◆ Activity
I would like each line of the data that holds the word "tree" copied out.

---- Provided records

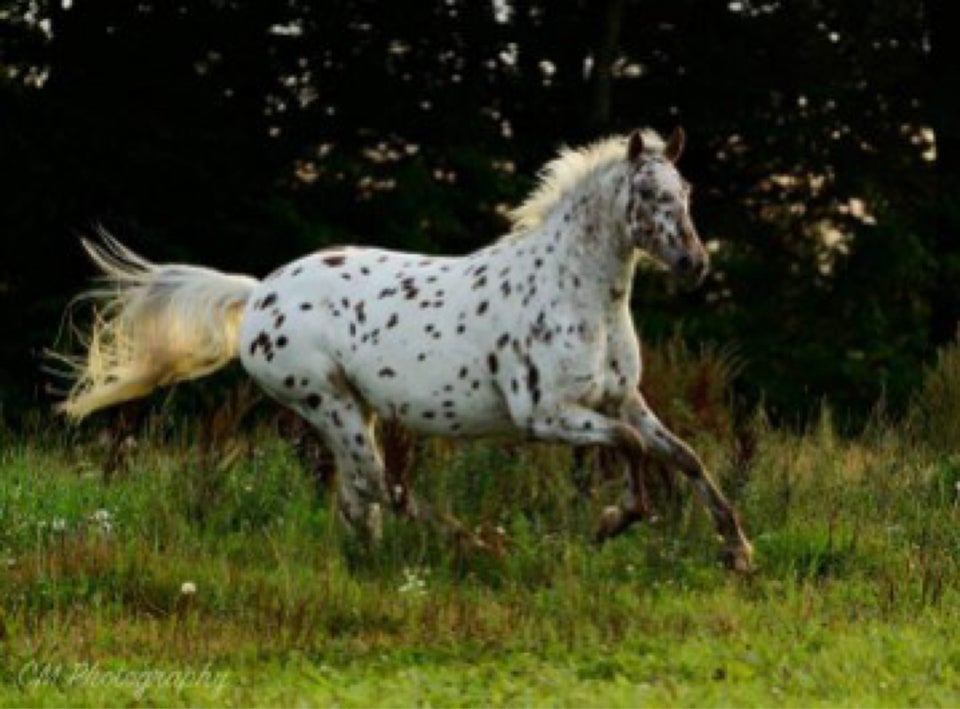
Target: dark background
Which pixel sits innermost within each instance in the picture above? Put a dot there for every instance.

--------
---- Provided records

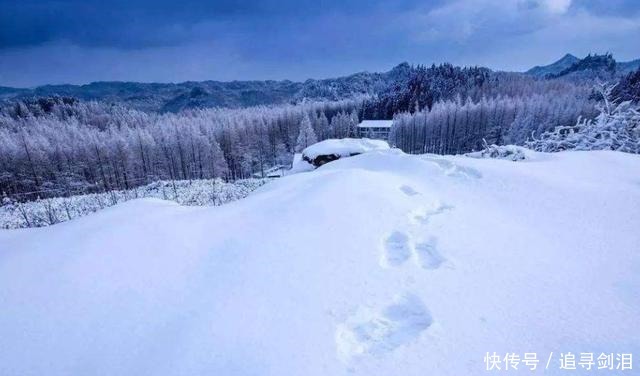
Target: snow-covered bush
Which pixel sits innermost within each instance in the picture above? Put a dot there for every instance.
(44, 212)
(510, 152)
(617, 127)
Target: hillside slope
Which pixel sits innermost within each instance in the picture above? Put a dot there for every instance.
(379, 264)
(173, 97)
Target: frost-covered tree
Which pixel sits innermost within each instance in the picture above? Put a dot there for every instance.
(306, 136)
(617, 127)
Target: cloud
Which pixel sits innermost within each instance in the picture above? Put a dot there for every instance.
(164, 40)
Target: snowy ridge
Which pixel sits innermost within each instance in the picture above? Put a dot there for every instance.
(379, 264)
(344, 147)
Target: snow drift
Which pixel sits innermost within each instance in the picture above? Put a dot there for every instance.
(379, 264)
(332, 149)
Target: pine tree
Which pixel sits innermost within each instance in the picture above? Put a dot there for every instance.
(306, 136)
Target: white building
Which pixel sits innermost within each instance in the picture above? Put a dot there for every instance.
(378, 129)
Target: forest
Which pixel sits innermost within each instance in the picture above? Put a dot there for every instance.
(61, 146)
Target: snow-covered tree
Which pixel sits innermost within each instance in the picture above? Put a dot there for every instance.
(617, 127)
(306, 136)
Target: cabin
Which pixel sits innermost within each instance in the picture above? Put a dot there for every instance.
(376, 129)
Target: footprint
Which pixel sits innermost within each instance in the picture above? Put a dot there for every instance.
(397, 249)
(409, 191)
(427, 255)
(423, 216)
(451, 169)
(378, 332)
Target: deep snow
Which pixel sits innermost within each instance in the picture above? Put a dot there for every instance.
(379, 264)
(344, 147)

--------

◆ Solution below
Target: frost-covered tree
Target: pine tree
Target: snow-covered tree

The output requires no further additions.